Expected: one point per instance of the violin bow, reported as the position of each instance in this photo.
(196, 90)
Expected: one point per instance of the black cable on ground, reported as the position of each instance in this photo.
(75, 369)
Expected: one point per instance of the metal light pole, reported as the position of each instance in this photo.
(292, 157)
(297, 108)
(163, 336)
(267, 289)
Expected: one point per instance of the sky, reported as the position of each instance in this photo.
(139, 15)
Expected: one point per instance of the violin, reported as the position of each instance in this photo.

==

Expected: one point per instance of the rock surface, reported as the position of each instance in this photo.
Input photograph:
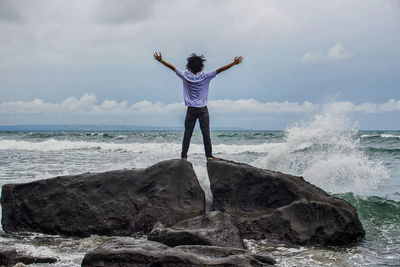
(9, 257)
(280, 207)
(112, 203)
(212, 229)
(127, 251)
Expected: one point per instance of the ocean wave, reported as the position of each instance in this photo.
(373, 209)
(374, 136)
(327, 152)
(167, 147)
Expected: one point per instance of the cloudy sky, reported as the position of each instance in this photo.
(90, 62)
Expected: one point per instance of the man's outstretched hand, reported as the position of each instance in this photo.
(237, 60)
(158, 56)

...

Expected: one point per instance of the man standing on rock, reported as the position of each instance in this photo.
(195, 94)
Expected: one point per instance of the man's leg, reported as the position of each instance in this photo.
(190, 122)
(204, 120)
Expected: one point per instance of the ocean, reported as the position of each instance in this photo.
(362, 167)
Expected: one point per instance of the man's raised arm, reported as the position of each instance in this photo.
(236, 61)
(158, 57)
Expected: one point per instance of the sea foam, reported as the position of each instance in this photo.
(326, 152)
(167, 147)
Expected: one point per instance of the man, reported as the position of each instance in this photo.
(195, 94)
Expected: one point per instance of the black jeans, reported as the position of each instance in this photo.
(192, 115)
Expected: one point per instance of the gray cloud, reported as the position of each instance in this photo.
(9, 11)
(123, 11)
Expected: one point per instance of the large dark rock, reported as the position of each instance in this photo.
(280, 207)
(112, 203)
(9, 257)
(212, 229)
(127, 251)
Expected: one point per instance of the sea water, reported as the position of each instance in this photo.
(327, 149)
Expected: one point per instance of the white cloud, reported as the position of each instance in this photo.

• **What is needed**:
Among the entries above, find the line with "Expected: one point per instance of the metal" and the line with "Expected: one point per instance of the violin, reported"; give again exactly these two lines and all lines between them.

• **Written solution**:
Expected: one point per instance of the metal light pole, reported as the position of each instance in this photo.
(292, 157)
(297, 108)
(163, 336)
(267, 289)
Expected: one point per instance of the sky, reported as the position of each instance in this photo.
(139, 15)
Expected: one point per instance of the violin, reported as the position of each instance in this photo.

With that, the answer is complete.